### Supplied data
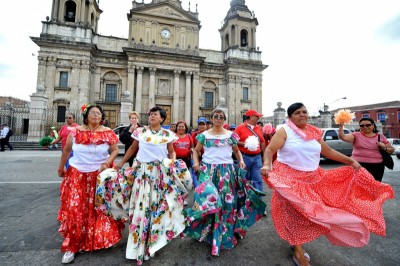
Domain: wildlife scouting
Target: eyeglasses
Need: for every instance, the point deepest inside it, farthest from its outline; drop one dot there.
(366, 125)
(94, 113)
(219, 117)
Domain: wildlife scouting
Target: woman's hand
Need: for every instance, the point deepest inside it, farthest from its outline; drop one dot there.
(265, 170)
(356, 165)
(196, 167)
(118, 166)
(61, 172)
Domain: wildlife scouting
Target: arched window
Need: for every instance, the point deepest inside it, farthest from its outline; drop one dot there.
(70, 11)
(243, 38)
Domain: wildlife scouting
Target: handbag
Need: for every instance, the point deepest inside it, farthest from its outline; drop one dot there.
(386, 157)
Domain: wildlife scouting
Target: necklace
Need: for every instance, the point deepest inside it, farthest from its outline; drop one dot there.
(94, 129)
(154, 131)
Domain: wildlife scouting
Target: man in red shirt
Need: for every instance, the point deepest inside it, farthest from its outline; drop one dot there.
(64, 132)
(252, 144)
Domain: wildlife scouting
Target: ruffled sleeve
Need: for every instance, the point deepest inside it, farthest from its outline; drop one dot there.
(201, 138)
(99, 137)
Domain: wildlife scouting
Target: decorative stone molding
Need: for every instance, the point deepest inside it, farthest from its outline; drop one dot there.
(51, 61)
(164, 87)
(42, 60)
(139, 69)
(153, 71)
(177, 73)
(111, 76)
(209, 85)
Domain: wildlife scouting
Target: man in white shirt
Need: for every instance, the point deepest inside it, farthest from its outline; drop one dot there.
(5, 137)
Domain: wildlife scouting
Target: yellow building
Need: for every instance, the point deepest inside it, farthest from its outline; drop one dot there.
(160, 63)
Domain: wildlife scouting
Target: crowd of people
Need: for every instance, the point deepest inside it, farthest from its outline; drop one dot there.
(223, 166)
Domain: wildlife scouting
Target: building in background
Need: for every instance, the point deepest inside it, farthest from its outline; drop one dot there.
(386, 116)
(160, 63)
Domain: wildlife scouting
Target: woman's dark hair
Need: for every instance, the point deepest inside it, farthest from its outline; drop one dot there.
(292, 108)
(184, 123)
(218, 111)
(375, 130)
(163, 113)
(85, 115)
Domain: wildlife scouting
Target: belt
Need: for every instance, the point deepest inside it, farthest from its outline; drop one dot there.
(250, 155)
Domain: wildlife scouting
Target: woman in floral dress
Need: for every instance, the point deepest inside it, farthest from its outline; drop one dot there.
(84, 228)
(150, 194)
(225, 206)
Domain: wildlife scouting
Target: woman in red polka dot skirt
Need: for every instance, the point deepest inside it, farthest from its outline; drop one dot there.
(342, 204)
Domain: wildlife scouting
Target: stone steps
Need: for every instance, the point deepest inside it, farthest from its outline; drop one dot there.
(26, 145)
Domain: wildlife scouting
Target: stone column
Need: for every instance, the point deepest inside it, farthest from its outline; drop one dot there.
(37, 110)
(131, 81)
(175, 103)
(152, 87)
(139, 84)
(82, 14)
(188, 96)
(196, 95)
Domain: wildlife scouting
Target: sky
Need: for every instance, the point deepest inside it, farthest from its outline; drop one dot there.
(317, 51)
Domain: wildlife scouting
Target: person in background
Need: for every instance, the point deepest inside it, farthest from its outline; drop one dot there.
(268, 131)
(5, 137)
(183, 146)
(82, 227)
(64, 132)
(150, 194)
(366, 146)
(209, 124)
(251, 145)
(125, 136)
(342, 204)
(172, 127)
(225, 206)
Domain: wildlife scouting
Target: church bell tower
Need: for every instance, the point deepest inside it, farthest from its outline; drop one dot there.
(239, 28)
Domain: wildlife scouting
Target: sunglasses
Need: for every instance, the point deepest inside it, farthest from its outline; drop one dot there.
(219, 117)
(366, 125)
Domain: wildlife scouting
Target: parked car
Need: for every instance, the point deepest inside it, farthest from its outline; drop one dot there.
(397, 153)
(331, 137)
(395, 143)
(121, 146)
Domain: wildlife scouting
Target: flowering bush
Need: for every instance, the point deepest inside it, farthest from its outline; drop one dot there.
(344, 116)
(45, 141)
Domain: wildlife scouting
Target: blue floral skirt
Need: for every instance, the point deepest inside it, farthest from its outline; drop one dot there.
(225, 206)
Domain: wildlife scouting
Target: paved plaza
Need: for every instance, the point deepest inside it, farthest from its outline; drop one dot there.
(29, 201)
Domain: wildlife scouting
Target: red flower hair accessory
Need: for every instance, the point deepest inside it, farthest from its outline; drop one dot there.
(344, 116)
(84, 108)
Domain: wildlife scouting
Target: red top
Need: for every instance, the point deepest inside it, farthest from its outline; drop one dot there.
(244, 132)
(64, 132)
(182, 147)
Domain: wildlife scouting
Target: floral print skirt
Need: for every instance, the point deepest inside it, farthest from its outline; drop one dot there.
(82, 226)
(149, 196)
(225, 207)
(342, 204)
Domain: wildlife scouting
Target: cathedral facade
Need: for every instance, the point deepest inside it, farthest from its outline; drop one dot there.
(159, 64)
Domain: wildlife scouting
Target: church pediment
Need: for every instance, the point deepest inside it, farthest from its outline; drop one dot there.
(165, 10)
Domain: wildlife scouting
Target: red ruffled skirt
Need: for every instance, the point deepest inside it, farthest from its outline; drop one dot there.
(342, 204)
(83, 227)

### Given task
Give back each entry exactly as it appears, with no pictures.

### Task solution
Domain: wildlife scouting
Target: eyeglasses
Need: for every instance, the point deepest inside it, farthest from its outline; drop one dot there.
(366, 125)
(94, 113)
(219, 117)
Domain: wildlife scouting
Target: woman's hand
Need: for every instance, the point deepest inside it, farthest from its outline; drop one dot there.
(265, 170)
(356, 165)
(196, 167)
(118, 166)
(61, 172)
Domain: wildlife scouting
Target: arched window
Need: for every instance, the point deepest inside it, farthest from its outline; drop one dot there.
(70, 11)
(243, 38)
Domain: wildlife scouting
Target: handbag
Need: for every instance, the point deepest inside it, farthest from its outline; drop one dot there.
(386, 157)
Domain: wildlife scouting
Target: necklace
Need: for every instance, the point deepest inside it, farthest from its outline; drop one dot there.
(94, 129)
(154, 131)
Domain: wildlife scouting
Target: man in red shirt
Need: for every instance, the point deepest inside it, farthest from its outline; drop one dot there.
(64, 132)
(252, 144)
Domain: wildlife scouting
Target: ruffled sleeve
Need: for every instance, the point deepest inside it, farthest from its outline; drop one dot there.
(201, 138)
(99, 137)
Domain: wildlife scouting
Target: decorative stone molding
Need: for every instance, the point deepest inside it, farthest from its outline; drop one dot there.
(51, 61)
(164, 87)
(42, 60)
(139, 69)
(153, 71)
(177, 73)
(111, 76)
(209, 85)
Domain: wildlife scouting
Target: man in white shirt
Need: for every instance, the point deepest inside it, farthest from its outline; drop one dot there.
(5, 137)
Domain: wildlife scouting
Target: yellow building
Need: for every instance, the point deepest inside it, farthest from its outline; drop one dot there.
(160, 63)
Domain: wildlife scouting
Target: crowd of people
Need: for every instance, the point deepest inside it, farthest from its outline; drop one dot there.
(223, 166)
Domain: wildlife scouting
Target: building in background
Need: for every instance, the point deepest inside it, farthest from its outline; drop one dot there.
(386, 116)
(160, 63)
Domain: wildlife scouting
Target: woman's dark hair
Need: for every instance, the point deepest inside it, farthest from its outline; drop one dot there.
(292, 108)
(184, 123)
(218, 111)
(375, 130)
(163, 113)
(85, 115)
Domain: wildlife scouting
Target: belt
Need: for every instance, the point deepest inside it, farthest from its outline; drop one dot there.
(250, 155)
Domain: wildlife scouting
Target: woman in floral dress
Need: for every instance, the point deepest inside it, farthest from its outline; drop one dot there.
(84, 228)
(150, 194)
(225, 206)
Domain: wildlife scouting
Target: woman in red polka dot skirt
Need: for every instance, the point deepest inside it, farthest from its outline; drop one dot there.
(342, 204)
Domain: wildlife scouting
Target: stone steps
Need: for every instance, the point deepest inside it, farthest from its outline; drop one dot there.
(26, 145)
Domain: wildlife scouting
Target: stone column
Need: for every instance, the point deepest inside it, farthest from its outline; drop one dot there.
(37, 110)
(131, 81)
(175, 103)
(152, 87)
(139, 84)
(82, 14)
(188, 96)
(196, 95)
Domain: wildlife scouting
Target: sky
Need: for every instance, the point deepest inside it, farthest from its outline; drop one dot there.
(317, 51)
Domain: wildlife scouting
Target: person in background
Need: for every instance, the point deepest inside it, farthest from its outline; drop one dot there.
(268, 131)
(5, 137)
(183, 146)
(82, 227)
(64, 132)
(150, 194)
(366, 146)
(209, 124)
(251, 145)
(125, 136)
(342, 204)
(172, 127)
(225, 206)
Domain: wildlife scouting
Target: church bell tower
Need: for every instance, the point deepest inside it, farthest from its outline; drop one dot there.
(239, 28)
Domain: wildlife scouting
Target: sunglasses
Need: for every instance, the point deepest inside it, farthest from its outline; drop one dot there.
(219, 117)
(366, 125)
Domain: wildlife scouting
Target: parked car
Need: for every instance, the point deepest inside it, farthest from its outline; drop one dot there.
(397, 153)
(331, 137)
(395, 143)
(121, 146)
Domain: wildlife scouting
Target: flowering bush
Need: for every instance, the point deepest inside it, farthest from its outline; drop one dot there.
(344, 116)
(45, 141)
Domain: wildlife scouting
Target: blue floral skirt
Need: for every instance, the point deepest inside it, farthest from its outline; drop one dot there.
(225, 206)
Domain: wildlife scouting
Target: paved plaza
Need: for every instance, the point deepest inside it, farthest from its outline; drop one dot there.
(29, 201)
Domain: wildlife scouting
Target: red flower hair accessory
Need: for every instance, the point deepest inside it, farthest from its outline; drop one dot there.
(344, 116)
(84, 108)
Domain: wildlife scouting
Target: red top
Need: for every instance, the point deepest inside it, farthest from its outline; drop one dot there.
(244, 132)
(64, 132)
(182, 147)
Domain: wildlife scouting
Target: floral print skirt
Need: for every instance, the point deepest inside it, farthest from its outline; drop one dot there.
(82, 226)
(149, 196)
(225, 207)
(342, 204)
Domain: wildlife scouting
Target: cathedral facade
Need: for every instance, the point deepest inside it, farthest from its outline; drop one dot there.
(159, 64)
Domain: wildlife scouting
Target: church pediment
Need: for every instance, the point deepest inside it, farthest from its outline; drop one dot there.
(165, 10)
Domain: wildlife scouting
Target: red ruffled skirt
Need: for every instance, the point deepest inside it, farthest from its outline; drop one dot there.
(342, 204)
(83, 227)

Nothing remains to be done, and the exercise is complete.